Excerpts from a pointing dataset
* Start *
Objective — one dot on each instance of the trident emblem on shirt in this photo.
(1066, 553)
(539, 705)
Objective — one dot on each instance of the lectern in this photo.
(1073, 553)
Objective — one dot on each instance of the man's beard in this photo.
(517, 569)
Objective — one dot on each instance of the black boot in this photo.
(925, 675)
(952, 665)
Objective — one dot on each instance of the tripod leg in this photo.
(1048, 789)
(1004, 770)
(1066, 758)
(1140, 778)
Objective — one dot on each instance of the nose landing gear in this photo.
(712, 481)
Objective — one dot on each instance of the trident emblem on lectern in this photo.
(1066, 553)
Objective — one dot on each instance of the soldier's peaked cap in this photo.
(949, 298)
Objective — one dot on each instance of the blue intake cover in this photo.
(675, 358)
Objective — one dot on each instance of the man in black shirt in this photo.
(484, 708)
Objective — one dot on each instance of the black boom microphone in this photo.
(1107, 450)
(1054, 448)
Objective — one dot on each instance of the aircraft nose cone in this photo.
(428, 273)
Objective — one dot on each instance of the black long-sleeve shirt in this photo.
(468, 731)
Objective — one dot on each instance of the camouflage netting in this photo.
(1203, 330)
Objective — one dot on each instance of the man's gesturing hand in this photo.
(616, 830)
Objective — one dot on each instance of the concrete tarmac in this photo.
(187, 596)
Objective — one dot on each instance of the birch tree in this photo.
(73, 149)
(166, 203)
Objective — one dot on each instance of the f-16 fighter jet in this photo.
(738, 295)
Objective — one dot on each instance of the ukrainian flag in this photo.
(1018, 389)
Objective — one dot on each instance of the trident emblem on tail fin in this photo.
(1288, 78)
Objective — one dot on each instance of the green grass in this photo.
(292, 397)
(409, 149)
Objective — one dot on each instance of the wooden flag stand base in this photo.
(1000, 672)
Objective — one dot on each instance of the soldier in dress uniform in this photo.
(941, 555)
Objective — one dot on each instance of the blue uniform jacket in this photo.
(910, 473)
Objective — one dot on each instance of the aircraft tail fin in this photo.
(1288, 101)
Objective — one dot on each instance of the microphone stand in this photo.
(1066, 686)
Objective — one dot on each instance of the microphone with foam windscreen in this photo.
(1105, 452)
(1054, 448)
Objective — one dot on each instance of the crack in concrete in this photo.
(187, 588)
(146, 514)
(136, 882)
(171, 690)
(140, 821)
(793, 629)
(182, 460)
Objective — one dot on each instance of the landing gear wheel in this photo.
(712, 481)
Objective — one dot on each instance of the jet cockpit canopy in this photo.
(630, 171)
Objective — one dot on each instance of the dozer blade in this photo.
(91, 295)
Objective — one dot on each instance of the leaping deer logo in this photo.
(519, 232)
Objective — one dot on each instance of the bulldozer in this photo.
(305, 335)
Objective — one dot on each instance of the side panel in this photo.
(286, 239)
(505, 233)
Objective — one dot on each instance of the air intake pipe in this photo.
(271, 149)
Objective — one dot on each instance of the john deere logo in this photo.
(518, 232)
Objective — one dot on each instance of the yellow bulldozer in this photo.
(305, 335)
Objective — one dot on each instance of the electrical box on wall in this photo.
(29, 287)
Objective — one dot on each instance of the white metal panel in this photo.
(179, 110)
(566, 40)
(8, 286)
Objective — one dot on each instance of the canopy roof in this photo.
* End *
→ **The problem**: Copy out the material above with every line unchanged.

→ **Response to the task**:
Objective — one dot on each instance of the trident emblem on shirt in this photo.
(1066, 553)
(539, 705)
Objective — one dot on each instance of the lectern in this photo.
(1073, 553)
Objective — one dot on each instance of the man's beard in this photo.
(517, 569)
Objective — one dot on each instance of the black boot in this photo.
(925, 675)
(952, 665)
Objective — one dot on each instance of the tripod leg in this photo.
(1048, 789)
(1004, 770)
(1066, 758)
(1140, 778)
Objective — one dot on each instance of the nose landing gear in this photo.
(712, 481)
Objective — one dot on each instance of the trident emblem on lectern in this photo.
(1066, 553)
Objective — one dot on each instance of the soldier's peaked cap in this photo.
(949, 298)
Objective — one dot on each instance of the blue intake cover in this photo.
(675, 358)
Objective — one dot on each instance of the man in black shirt in this photo.
(484, 708)
Objective — one dot on each instance of the black boom microphone in this photo.
(1107, 450)
(1054, 448)
Objective — one dot on each instance of the aircraft nose cone in this photo.
(428, 273)
Objective — one dot on each instance of the black long-sleeve shirt in this photo.
(468, 731)
Objective — one dot on each instance of the camouflage netting in this photo.
(1203, 330)
Objective — one dot on each instance of the man's gesturing hand in this photo.
(616, 830)
Objective — one dot on each instance of the concrete tarmac in this photo.
(187, 596)
Objective — one dot on each instance of the birch tree in this photo.
(73, 149)
(166, 203)
Objective — one dot on each instance of the f-16 fighter jet in this photo.
(738, 295)
Objective — one dot on each instance of the ukrainian flag in this photo.
(1018, 389)
Objective — one dot on each instance of the trident emblem on tail fin in this photo.
(1288, 78)
Objective — one dot on each instance of the green grass in this photo.
(292, 397)
(409, 149)
Objective — one dot on each instance of the wooden flag stand base in this photo.
(1000, 672)
Objective — one dot on each instance of the soldier in dress uniform in this photo.
(941, 555)
Objective — one dot on each instance of the blue uniform jacket in this photo.
(910, 473)
Objective — one dot on each instance of the aircraft tail fin in this photo.
(1288, 101)
Objective — one dot on each instance of the microphone stand in this photo.
(1066, 686)
Objective — one dot on each instance of the microphone with foam windscreen in this photo.
(1105, 452)
(1054, 448)
Objective — one dot on each instance of the crack in concrete in this photo.
(187, 588)
(146, 514)
(136, 882)
(171, 690)
(140, 821)
(793, 629)
(182, 460)
Objective — one dot on each instance of the landing gear wheel in this photo.
(712, 481)
Objective — one dot on each instance of the jet cockpit canopy in this photo.
(630, 171)
Objective — one dot on each instance of the dozer blade in this photo.
(91, 295)
Objective — one dot on each instance of the leaping deer logo in this photo.
(519, 232)
Objective — one dot on each instance of the bulldozer in this photo.
(305, 335)
Objective — one dot on each instance of the side panel in this photo.
(286, 239)
(505, 233)
Objective — one dot on each instance of the air intake pipe in this photo.
(271, 149)
Objective — one dot on each instance of the john deere logo in this photo.
(518, 232)
Objective — one dot on each instance of the yellow bulldozer in this photo.
(305, 335)
Objective — one dot on each instance of the electrical box on wall in this photo.
(29, 287)
Objective — one dot on each instance of the white metal panel in this photo.
(179, 110)
(566, 40)
(8, 286)
Objective — one dot on each instance of the canopy roof in this photo.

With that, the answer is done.